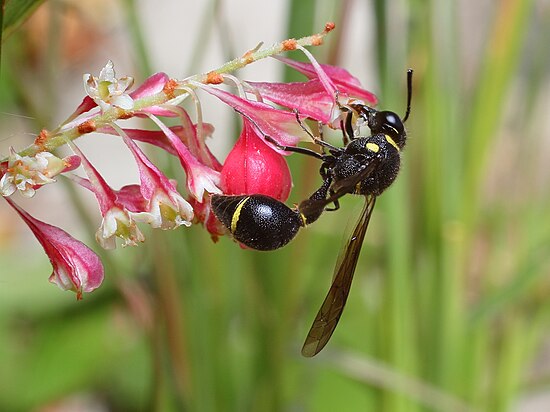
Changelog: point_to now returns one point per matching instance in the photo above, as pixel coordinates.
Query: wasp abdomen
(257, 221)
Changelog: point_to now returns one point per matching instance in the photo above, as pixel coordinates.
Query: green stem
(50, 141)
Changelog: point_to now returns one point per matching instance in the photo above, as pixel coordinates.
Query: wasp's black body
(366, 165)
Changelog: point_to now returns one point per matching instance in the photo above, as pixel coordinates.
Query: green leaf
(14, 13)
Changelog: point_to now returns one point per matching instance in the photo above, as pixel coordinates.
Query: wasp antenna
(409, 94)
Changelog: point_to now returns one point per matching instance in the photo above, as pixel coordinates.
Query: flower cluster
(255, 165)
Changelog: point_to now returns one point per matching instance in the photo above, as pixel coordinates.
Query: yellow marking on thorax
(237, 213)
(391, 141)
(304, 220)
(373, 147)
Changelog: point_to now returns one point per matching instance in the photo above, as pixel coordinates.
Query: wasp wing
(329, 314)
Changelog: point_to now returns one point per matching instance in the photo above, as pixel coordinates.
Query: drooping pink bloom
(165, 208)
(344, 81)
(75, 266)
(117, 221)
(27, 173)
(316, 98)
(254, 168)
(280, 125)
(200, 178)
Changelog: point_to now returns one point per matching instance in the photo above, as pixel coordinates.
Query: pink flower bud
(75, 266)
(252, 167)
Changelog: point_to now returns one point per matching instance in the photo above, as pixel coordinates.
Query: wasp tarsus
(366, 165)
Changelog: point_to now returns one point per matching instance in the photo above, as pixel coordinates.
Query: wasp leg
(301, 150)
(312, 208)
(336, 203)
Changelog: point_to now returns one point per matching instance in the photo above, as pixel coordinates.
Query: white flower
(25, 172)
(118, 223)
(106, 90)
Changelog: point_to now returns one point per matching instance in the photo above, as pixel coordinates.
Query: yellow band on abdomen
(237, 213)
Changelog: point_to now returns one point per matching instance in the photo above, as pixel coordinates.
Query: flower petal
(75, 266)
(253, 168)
********
*Task item:*
In the records above, copy exactly the lines from the one that contains "Query: white flower" through the last, and nothing else.

*Solution:*
Query: white flower
(25, 172)
(118, 223)
(106, 90)
Changelog: point_to now returns one point per matching instance in the photo above, as pixel coordinates.
Query: yellow band on abdomen
(237, 213)
Changelog: point_to now returns one point per matching instance in the photo above, as pixel coordinates.
Query: flower petal
(75, 266)
(253, 168)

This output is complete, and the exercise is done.